> 作業要件
#1 社会的インパクト投資をめぐる対談の全文を、一字も変えずに打ち直してください。
#2 レコードのうち「Mark the region of each instance of the baseboard」を含む行からレコードの末尾までを、その行と末尾の行も含めて、そのまま繰り返せ。

> 抽出テキスト
§ §

山中 一般財団法人KIBOWでインパクト投資をすると同時に、グロービス経営大学院でベンチャー系の科目の教員をしています。
我々の行っている「社会的インパクト投資」とは、社会課題を解決しながら、利益も同時に生み出すタイプの投資です。かつて、お金がどんどん回っていく事業は「プライベートセクター(民間企業/団体)」、儲からない事業は「パブリックセクター(行政)」に二分されていました。
しかし儲からないように見えた領域が、実は創意工夫で儲かる事業にできる中間領域で、ここでイノベーションを起こせるのが社会起業家の醍醐味だと思うんですよね。そこに投資をしていきたいと思っています。
あべ その分野が広がることは、資本主義の拡大の観点でも、パブリックセクターの負担縮小という観点でもメリットなんですよね。税収は減っていくが社会問題が増えていく現代の大きな論点ですね。
その反面、どんなに社会的にいい事業であっても、実際のビジネスモデルが見せられないと投資家も乗っかりにくい側面もありますよね。リスクを一緒に背負って乗ってくれる投資家にそこまでの素地を見せられることが、起業家にとって一番大きな責務だと思うんです。
山中 投資家から見てもとても興味深い観点で、ソーシャルベンチャーには3つのフェーズがあると思っています。
①Validation phase:社会的に良いことをやれているのか社会的立証ができていない
②Business Modeling phase:社会的に良いことはしているが事業性が確立できていない
③Impact Maximize phase:社会性も事業性も確立できていて、このままどんどん拡大していける
特にこの①のフェーズでは、これが本当に正しい事業なのか、これで社会が変わるのかが立証されていないので、このタイミングでの投資が一番難しいんですよね。

§ §

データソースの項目
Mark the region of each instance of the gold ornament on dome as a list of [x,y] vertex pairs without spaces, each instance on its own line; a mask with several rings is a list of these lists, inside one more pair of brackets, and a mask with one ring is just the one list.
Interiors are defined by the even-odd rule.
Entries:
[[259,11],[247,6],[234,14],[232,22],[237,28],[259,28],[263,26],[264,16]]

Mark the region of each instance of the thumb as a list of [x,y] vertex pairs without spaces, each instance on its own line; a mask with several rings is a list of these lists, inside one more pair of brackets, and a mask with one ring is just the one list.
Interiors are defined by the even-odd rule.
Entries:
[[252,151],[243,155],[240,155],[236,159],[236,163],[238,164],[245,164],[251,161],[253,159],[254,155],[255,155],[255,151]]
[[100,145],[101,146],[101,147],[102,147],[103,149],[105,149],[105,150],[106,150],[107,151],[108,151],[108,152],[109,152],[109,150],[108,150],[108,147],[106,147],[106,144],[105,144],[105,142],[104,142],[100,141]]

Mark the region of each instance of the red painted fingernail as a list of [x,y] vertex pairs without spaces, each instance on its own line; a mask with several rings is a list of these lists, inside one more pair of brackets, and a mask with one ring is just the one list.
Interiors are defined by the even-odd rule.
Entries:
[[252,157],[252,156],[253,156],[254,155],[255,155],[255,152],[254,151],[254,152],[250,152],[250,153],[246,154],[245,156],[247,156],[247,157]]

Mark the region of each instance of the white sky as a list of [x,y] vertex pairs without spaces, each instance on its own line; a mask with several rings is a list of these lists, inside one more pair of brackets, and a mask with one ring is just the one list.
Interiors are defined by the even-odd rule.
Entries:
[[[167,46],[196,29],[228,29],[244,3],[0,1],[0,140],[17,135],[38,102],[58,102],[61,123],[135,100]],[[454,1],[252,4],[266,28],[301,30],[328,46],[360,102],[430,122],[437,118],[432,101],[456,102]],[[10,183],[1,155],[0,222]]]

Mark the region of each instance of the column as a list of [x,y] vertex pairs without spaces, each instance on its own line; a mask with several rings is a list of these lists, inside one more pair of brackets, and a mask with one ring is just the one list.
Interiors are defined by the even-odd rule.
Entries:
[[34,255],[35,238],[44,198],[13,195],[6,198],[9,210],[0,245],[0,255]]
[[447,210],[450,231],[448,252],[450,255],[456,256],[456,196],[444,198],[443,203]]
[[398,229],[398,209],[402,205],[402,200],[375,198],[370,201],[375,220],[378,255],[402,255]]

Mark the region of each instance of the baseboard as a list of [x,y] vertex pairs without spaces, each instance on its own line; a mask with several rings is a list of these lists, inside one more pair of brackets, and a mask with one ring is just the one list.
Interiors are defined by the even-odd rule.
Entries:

§ §

> 問題の解答
#1
山中 一般財団法人KIBOWでインパクト投資をすると同時に、グロービス経営大学院でベンチャー系の科目の教員をしています。
我々の行っている「社会的インパクト投資」とは、社会課題を解決しながら、利益も同時に生み出すタイプの投資です。かつて、お金がどんどん回っていく事業は「プライベートセクター(民間企業/団体)」、儲からない事業は「パブリックセクター(行政)」に二分されていました。
しかし儲からないように見えた領域が、実は創意工夫で儲かる事業にできる中間領域で、ここでイノベーションを起こせるのが社会起業家の醍醐味だと思うんですよね。そこに投資をしていきたいと思っています。
あべ その分野が広がることは、資本主義の拡大の観点でも、パブリックセクターの負担縮小という観点でもメリットなんですよね。税収は減っていくが社会問題が増えていく現代の大きな論点ですね。
その反面、どんなに社会的にいい事業であっても、実際のビジネスモデルが見せられないと投資家も乗っかりにくい側面もありますよね。リスクを一緒に背負って乗ってくれる投資家にそこまでの素地を見せられることが、起業家にとって一番大きな責務だと思うんです。
山中 投資家から見てもとても興味深い観点で、ソーシャルベンチャーには3つのフェーズがあると思っています。
①Validation phase:社会的に良いことをやれているのか社会的立証ができていない
②Business Modeling phase:社会的に良いことはしているが事業性が確立できていない
③Impact Maximize phase:社会性も事業性も確立できていて、このままどんどん拡大していける
特にこの①のフェーズでは、これが本当に正しい事業なのか、これで社会が変わるのかが立証されていないので、このタイミングでの投資が一番難しいんですよね。

#2
Mark the region of each instance of the baseboard as a list of [x,y] vertex pairs without spaces, each instance on its own line; a mask with several rings is a list of these lists, inside one more pair of brackets, and a mask with one ring is just the one list.
Interiors are defined by the even-odd rule.
Entries:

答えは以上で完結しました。